Work order: The expected output is the exact lines from the one containing "woman's eye in the photo above." through the end of the data, inclusive, and nothing else.
____ Material for the task
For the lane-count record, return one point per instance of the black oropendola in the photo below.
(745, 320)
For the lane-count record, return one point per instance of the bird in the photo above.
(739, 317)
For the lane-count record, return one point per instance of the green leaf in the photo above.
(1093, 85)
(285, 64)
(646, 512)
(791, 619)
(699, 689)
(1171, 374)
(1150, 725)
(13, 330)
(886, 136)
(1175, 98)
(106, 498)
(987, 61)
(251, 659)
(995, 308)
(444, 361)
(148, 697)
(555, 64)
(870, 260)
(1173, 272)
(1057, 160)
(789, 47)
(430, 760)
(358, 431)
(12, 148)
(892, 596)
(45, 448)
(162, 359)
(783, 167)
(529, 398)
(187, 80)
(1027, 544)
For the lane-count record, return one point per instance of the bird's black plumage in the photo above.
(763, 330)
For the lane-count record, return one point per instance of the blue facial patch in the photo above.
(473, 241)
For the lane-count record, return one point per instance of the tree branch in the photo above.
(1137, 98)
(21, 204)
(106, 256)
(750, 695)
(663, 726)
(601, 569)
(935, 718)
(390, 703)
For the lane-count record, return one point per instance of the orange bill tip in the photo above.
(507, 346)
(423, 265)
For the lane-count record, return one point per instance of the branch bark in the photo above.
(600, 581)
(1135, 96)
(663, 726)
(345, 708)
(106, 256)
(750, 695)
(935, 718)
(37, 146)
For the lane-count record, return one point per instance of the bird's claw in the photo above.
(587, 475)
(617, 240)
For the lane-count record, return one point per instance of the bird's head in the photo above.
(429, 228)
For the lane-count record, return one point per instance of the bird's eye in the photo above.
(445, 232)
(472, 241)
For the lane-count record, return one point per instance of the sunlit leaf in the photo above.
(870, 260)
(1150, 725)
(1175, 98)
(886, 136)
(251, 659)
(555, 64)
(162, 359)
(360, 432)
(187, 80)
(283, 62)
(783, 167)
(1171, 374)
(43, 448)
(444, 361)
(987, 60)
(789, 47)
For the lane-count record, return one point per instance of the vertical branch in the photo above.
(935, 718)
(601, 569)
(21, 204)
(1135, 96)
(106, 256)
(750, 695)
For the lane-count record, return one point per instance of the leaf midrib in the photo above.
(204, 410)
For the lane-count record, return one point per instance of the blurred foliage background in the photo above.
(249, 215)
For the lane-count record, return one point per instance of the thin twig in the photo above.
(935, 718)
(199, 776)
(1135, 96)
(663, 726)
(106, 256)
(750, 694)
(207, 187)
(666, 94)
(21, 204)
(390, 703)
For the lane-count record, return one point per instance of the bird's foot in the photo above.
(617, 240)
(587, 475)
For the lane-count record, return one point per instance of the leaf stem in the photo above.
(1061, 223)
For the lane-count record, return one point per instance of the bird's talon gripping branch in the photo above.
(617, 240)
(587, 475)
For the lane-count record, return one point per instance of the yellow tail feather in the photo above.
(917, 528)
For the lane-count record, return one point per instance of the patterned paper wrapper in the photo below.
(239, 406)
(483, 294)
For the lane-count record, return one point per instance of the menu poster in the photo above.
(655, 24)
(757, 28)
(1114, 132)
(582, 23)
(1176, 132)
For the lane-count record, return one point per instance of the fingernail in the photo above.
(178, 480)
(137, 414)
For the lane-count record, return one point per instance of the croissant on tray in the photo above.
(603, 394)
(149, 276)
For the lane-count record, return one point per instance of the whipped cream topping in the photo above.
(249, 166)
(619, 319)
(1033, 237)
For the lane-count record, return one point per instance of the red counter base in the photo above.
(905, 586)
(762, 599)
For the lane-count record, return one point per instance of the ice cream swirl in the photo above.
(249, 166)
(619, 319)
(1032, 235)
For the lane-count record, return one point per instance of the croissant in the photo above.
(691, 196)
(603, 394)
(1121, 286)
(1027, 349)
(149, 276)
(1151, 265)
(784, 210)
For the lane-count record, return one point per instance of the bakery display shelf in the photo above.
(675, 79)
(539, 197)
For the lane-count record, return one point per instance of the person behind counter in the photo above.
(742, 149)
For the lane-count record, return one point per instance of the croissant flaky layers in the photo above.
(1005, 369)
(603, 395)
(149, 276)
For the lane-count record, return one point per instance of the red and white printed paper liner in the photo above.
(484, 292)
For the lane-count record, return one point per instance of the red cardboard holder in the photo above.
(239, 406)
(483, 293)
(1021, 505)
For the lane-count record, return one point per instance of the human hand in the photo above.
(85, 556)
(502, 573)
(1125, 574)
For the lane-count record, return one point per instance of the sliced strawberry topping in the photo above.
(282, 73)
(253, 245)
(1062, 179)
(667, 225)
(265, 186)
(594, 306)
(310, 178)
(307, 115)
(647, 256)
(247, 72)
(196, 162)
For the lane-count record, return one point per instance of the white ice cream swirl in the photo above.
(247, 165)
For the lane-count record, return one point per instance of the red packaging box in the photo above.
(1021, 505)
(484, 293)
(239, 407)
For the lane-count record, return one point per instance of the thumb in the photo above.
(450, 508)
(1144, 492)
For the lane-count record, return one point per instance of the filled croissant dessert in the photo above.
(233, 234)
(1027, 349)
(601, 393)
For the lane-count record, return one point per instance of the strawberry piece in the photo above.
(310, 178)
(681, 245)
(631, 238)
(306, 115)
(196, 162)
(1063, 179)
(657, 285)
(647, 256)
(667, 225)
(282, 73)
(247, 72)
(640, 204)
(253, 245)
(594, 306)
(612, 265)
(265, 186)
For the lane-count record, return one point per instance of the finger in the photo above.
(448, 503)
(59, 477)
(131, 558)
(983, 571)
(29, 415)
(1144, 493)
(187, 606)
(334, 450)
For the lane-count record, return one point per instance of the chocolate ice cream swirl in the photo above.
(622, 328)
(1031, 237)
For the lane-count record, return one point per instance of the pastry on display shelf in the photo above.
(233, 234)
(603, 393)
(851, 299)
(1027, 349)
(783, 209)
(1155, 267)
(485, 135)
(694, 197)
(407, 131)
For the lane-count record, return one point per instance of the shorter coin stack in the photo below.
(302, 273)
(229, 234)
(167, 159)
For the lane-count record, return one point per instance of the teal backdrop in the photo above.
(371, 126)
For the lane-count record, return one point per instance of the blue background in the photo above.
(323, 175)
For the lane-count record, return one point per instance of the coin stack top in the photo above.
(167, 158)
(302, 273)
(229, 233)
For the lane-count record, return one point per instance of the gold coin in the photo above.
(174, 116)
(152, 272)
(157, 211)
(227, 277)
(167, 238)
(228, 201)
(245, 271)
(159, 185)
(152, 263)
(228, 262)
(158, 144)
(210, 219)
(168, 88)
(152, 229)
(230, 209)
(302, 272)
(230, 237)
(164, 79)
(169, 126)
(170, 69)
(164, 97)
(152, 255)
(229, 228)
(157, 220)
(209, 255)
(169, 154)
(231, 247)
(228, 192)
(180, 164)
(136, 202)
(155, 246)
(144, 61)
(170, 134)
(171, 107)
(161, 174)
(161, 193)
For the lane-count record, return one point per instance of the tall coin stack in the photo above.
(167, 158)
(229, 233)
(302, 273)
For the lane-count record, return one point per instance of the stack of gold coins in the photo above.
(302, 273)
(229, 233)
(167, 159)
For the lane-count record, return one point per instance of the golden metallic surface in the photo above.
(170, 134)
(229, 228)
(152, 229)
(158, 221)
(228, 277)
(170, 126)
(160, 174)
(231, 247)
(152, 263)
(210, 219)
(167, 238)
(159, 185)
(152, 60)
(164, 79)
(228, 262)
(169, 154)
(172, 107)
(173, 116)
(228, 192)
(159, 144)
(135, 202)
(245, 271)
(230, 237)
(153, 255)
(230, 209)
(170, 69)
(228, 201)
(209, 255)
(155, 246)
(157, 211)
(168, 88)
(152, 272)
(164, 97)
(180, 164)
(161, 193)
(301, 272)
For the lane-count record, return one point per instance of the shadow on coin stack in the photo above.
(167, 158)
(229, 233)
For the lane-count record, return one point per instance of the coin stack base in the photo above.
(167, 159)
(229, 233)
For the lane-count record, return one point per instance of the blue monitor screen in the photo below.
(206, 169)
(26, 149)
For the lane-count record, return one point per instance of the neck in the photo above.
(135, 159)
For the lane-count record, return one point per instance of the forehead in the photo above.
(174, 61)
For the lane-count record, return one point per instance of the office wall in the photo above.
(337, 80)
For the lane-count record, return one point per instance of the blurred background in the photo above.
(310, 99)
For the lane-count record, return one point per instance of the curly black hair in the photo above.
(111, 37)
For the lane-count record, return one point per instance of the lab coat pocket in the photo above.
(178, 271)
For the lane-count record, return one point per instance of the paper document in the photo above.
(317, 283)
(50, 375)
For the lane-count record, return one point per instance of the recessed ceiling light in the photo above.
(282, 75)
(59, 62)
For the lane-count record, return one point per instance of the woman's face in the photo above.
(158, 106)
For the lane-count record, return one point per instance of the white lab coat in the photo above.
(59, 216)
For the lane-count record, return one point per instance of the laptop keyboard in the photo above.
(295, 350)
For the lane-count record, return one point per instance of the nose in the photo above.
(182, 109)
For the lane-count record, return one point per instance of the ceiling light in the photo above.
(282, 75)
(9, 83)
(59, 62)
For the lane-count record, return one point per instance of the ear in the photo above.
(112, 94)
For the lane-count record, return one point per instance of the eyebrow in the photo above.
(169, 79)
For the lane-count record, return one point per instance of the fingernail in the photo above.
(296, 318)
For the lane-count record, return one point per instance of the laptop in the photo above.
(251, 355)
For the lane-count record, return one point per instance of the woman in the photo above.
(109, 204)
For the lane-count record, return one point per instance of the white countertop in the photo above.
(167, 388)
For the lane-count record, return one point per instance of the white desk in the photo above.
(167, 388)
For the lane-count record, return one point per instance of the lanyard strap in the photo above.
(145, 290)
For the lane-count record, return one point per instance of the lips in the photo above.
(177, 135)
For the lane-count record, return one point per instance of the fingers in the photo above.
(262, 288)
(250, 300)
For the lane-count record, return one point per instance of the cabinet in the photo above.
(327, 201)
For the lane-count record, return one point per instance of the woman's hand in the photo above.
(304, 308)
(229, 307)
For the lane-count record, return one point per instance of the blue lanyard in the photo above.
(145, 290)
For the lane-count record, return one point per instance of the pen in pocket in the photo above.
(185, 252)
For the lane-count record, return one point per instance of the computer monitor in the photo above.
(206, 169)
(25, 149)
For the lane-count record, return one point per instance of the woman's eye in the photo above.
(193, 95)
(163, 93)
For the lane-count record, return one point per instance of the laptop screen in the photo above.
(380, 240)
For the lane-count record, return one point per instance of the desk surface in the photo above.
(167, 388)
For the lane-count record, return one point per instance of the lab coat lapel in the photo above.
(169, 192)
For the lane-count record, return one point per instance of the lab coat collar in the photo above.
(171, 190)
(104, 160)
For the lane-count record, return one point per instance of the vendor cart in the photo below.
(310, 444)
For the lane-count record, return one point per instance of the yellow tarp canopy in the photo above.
________
Response:
For the lane-count record, return one point per instance of the woman's eye in the photo above.
(193, 95)
(163, 93)
For the lane-count record, return one point per instance of the laptop screen in the photo above.
(380, 240)
For the lane-count record, return one point per instance of the desk surface in the photo above.
(167, 388)
For the lane-count record, return one point per instance of the lab coat lapel in the photo above.
(169, 192)
For the lane-count record, return one point per instance of the lab coat collar in the photo above.
(171, 190)
(104, 160)
For the lane-count record, return one point per instance of the vendor cart in the photo below.
(310, 444)
For the lane-count record, return one point per instance of the yellow tarp canopy in the photo above.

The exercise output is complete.